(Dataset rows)
+ + + + +

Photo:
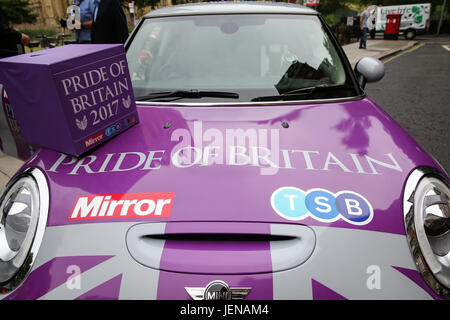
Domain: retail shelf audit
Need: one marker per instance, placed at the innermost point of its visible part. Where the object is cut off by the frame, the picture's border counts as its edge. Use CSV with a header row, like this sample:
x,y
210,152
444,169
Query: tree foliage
x,y
18,11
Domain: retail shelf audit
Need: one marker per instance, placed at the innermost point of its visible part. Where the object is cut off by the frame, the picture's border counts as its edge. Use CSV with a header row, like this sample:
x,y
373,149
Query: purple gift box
x,y
70,98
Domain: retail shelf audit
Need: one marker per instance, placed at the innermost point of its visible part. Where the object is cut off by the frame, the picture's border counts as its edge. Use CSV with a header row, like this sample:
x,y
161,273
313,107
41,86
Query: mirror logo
x,y
294,204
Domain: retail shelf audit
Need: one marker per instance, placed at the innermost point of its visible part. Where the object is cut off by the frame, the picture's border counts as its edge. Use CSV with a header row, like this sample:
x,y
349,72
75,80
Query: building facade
x,y
50,12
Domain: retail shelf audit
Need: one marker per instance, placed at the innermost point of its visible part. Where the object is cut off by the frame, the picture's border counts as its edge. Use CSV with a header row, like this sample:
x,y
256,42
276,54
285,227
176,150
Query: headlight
x,y
23,216
427,222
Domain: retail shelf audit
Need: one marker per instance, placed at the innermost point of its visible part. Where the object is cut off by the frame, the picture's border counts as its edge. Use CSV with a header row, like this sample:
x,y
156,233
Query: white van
x,y
415,18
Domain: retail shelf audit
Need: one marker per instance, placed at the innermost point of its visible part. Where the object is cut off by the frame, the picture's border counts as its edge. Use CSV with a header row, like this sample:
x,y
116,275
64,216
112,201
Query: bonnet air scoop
x,y
220,247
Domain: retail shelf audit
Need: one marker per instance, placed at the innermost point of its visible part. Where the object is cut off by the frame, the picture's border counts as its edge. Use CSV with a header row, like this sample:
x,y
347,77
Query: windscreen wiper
x,y
301,93
191,94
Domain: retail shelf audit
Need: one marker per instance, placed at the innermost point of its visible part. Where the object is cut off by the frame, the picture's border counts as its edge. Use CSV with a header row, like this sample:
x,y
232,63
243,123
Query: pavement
x,y
379,49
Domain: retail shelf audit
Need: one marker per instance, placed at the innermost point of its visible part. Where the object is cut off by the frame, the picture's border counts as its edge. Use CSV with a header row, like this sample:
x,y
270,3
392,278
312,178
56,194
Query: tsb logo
x,y
295,204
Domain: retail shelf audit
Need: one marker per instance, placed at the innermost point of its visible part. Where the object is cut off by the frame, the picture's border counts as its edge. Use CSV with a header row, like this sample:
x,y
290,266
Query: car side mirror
x,y
369,69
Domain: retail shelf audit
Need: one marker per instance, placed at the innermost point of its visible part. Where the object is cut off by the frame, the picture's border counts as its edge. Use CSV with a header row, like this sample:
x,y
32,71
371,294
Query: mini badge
x,y
217,290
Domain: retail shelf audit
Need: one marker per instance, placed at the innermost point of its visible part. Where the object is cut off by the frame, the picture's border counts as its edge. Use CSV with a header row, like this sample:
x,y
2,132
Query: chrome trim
x,y
420,254
44,205
252,104
230,8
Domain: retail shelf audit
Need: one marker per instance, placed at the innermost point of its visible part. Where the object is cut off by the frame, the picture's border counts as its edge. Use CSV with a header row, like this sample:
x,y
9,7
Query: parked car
x,y
415,18
259,169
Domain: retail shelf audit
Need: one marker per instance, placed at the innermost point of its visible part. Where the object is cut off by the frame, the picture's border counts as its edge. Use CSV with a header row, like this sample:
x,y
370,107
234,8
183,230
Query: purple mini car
x,y
259,169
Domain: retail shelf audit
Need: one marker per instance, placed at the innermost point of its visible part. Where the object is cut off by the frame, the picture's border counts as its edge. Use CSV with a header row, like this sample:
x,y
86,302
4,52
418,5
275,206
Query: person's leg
x,y
361,41
364,38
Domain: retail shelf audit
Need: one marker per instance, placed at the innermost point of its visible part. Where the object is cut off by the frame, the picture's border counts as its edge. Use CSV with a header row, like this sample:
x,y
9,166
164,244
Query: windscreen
x,y
250,54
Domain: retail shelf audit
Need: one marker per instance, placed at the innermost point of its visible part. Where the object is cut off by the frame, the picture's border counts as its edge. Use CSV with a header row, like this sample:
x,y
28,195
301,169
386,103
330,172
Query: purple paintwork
x,y
106,291
67,98
322,292
221,194
53,274
139,160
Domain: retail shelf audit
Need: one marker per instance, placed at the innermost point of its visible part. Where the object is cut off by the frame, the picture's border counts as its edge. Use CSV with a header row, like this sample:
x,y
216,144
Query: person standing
x,y
364,29
10,39
87,8
110,23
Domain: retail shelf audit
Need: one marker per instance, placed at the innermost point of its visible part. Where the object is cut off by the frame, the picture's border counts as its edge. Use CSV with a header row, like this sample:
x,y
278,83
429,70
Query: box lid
x,y
65,57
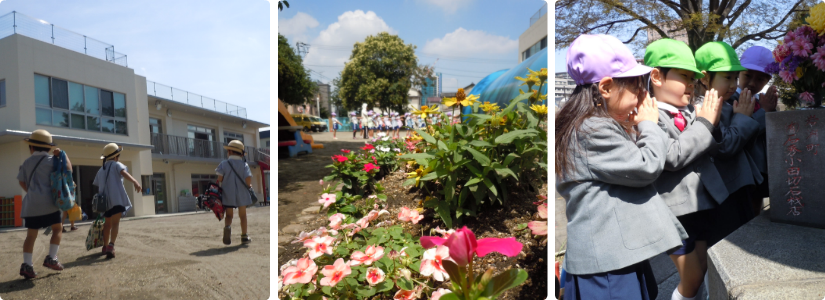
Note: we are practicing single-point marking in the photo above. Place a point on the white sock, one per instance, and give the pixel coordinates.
(53, 250)
(678, 296)
(27, 258)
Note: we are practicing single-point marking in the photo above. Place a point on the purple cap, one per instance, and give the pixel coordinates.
(757, 58)
(591, 58)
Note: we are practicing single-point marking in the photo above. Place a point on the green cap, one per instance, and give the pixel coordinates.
(668, 53)
(718, 57)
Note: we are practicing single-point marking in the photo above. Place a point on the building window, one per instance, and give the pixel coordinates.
(2, 93)
(62, 103)
(200, 182)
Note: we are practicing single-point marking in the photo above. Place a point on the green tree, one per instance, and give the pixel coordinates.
(380, 72)
(294, 84)
(736, 22)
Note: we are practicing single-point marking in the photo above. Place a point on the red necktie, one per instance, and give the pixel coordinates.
(679, 121)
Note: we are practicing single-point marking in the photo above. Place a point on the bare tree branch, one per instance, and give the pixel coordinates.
(744, 39)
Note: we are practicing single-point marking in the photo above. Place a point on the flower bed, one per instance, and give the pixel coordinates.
(382, 240)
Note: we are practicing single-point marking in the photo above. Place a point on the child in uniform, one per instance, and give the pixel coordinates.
(236, 192)
(109, 180)
(754, 79)
(354, 120)
(720, 65)
(690, 185)
(608, 153)
(38, 209)
(335, 126)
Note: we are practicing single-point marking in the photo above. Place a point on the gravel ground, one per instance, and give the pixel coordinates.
(179, 257)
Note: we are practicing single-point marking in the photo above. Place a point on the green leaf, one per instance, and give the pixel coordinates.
(506, 172)
(481, 158)
(444, 212)
(481, 144)
(512, 135)
(507, 280)
(510, 157)
(472, 182)
(490, 186)
(405, 284)
(428, 138)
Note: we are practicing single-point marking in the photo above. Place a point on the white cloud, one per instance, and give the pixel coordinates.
(463, 42)
(449, 6)
(334, 44)
(296, 27)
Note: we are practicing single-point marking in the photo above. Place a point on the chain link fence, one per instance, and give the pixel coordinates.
(17, 23)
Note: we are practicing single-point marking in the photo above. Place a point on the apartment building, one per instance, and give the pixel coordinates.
(84, 93)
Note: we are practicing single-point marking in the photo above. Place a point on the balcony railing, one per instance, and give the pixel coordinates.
(17, 23)
(167, 92)
(188, 147)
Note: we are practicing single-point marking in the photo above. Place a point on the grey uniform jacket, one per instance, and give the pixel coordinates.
(615, 216)
(736, 167)
(690, 182)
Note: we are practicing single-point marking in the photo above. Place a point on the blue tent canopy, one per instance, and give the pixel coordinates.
(502, 86)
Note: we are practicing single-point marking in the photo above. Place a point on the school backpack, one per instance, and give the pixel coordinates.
(63, 189)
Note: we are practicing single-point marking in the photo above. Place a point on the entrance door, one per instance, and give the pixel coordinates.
(87, 189)
(159, 188)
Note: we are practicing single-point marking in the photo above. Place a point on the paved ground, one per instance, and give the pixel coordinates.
(177, 257)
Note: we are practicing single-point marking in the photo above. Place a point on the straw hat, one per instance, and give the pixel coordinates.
(111, 151)
(236, 146)
(40, 138)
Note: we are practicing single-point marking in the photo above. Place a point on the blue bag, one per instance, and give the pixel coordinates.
(63, 192)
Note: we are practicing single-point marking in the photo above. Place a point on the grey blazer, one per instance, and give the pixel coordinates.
(615, 216)
(690, 182)
(736, 131)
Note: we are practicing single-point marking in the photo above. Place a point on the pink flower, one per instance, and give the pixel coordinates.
(374, 276)
(463, 245)
(369, 167)
(408, 215)
(335, 221)
(440, 292)
(335, 273)
(787, 76)
(302, 273)
(327, 199)
(372, 254)
(431, 263)
(318, 246)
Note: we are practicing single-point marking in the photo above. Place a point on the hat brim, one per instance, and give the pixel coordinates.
(754, 68)
(636, 71)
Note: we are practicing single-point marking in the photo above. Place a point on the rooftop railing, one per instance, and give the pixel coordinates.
(539, 14)
(17, 23)
(167, 92)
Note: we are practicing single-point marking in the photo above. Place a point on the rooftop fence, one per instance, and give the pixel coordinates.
(17, 23)
(538, 14)
(178, 95)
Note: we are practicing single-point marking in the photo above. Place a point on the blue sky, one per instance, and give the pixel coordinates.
(217, 49)
(472, 38)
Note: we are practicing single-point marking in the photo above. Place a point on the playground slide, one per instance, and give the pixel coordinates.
(285, 113)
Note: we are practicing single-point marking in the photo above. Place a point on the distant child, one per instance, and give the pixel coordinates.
(720, 65)
(38, 209)
(754, 79)
(235, 178)
(354, 120)
(109, 181)
(609, 151)
(690, 185)
(336, 124)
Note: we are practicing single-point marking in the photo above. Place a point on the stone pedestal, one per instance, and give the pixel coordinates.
(767, 260)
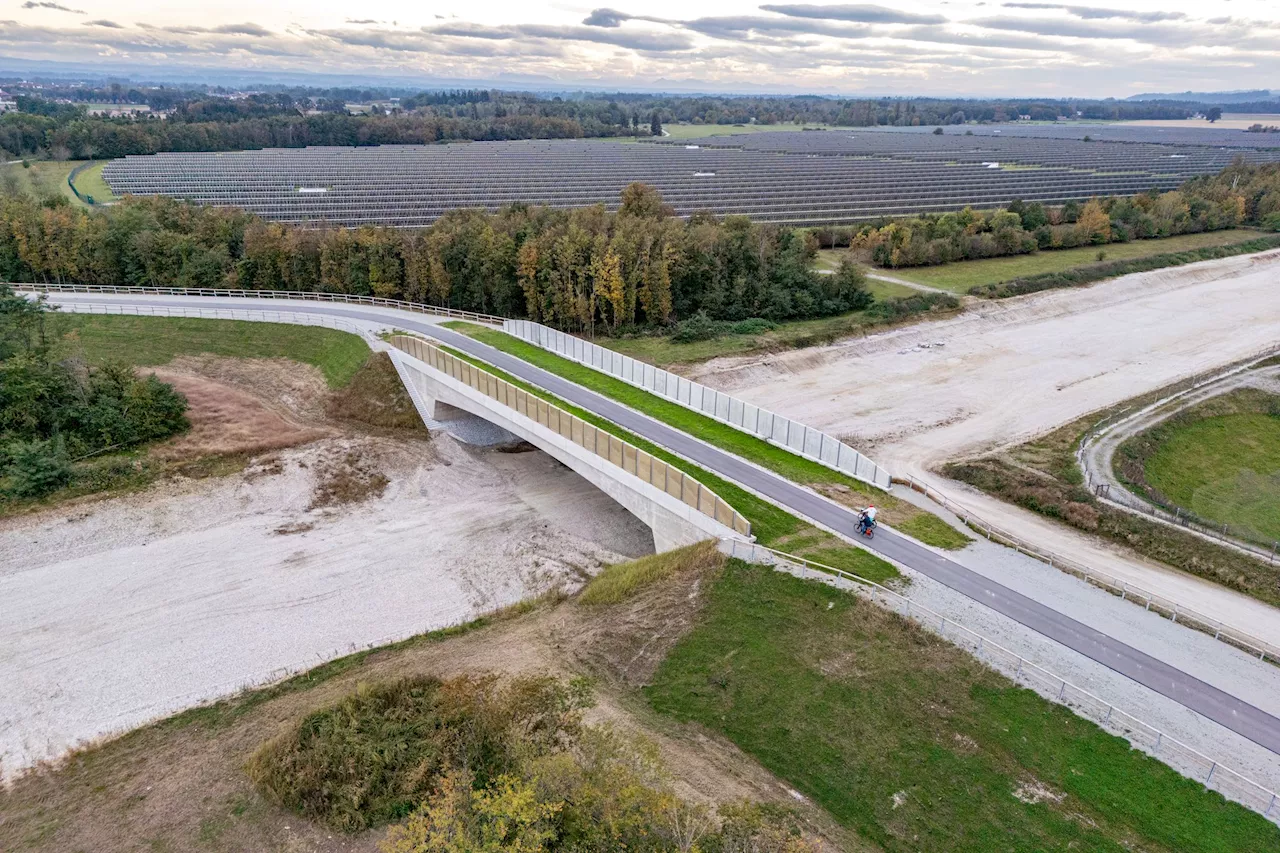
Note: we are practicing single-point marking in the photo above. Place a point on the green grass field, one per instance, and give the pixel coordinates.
(912, 743)
(664, 352)
(961, 276)
(698, 131)
(42, 179)
(150, 341)
(90, 183)
(734, 441)
(49, 178)
(1225, 469)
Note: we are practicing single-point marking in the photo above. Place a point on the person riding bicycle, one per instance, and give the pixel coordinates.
(867, 519)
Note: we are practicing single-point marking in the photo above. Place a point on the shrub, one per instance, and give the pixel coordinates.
(380, 752)
(699, 327)
(36, 468)
(753, 325)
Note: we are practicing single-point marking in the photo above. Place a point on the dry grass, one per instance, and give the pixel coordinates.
(181, 784)
(347, 479)
(228, 422)
(375, 397)
(625, 579)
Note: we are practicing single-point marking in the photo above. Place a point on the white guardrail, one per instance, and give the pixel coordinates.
(1183, 758)
(309, 296)
(800, 439)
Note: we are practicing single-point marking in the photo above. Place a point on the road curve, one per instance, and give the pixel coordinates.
(1211, 702)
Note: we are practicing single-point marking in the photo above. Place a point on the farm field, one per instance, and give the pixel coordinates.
(963, 276)
(776, 177)
(663, 351)
(1224, 468)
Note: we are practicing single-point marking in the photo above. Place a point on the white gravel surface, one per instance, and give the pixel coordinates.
(1014, 369)
(1193, 652)
(120, 611)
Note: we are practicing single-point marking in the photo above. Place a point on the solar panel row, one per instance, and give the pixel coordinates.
(786, 177)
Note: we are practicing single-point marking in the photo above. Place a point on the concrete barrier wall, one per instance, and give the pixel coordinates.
(800, 439)
(630, 459)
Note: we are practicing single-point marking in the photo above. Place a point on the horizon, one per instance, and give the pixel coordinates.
(945, 49)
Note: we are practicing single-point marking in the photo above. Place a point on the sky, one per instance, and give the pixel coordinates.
(970, 48)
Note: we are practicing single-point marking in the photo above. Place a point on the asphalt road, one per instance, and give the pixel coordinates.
(1168, 680)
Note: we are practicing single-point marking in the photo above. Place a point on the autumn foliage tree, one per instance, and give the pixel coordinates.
(579, 269)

+ + + + +

PROBLEM DETAILS:
Only the lines from the one that contains "the white gravel" to the end of the data should be output, exactly as they appear.

ANSWER FOR THE TASK:
Note: we are practicing single-point marking in the photo above. Place a point on the white gravel surface, one per instance, and give the pixel coordinates.
(1014, 369)
(1193, 652)
(120, 611)
Note: we are practicing single-point marking in the photo above. Place a point on the solar panel row, one per instance, and give the pixel coordinates.
(786, 177)
Note: we are practicing single-point marking in the photo above. Place a point on the concrete barrier wall, one per instance, and give the pixel coordinates.
(800, 439)
(630, 459)
Note: we are practicing single-point marking in the photo above. Place a point on the horizon, one per instance, and give the pixel coordinates.
(945, 49)
Note: we are practicing single-point marking in the photo above. Place a point on the sky, one per instance, and give the pixel coordinates.
(970, 48)
Note: we are practicing single-point marking in the photo above. Place a point on the asphalt road, one per instance, and give the pixel coordinates.
(1168, 680)
Note: we are practicing single-point marking in the photo above. Place a point on the autumn foliage tree, one per instance, and give the pixel coordinates.
(579, 269)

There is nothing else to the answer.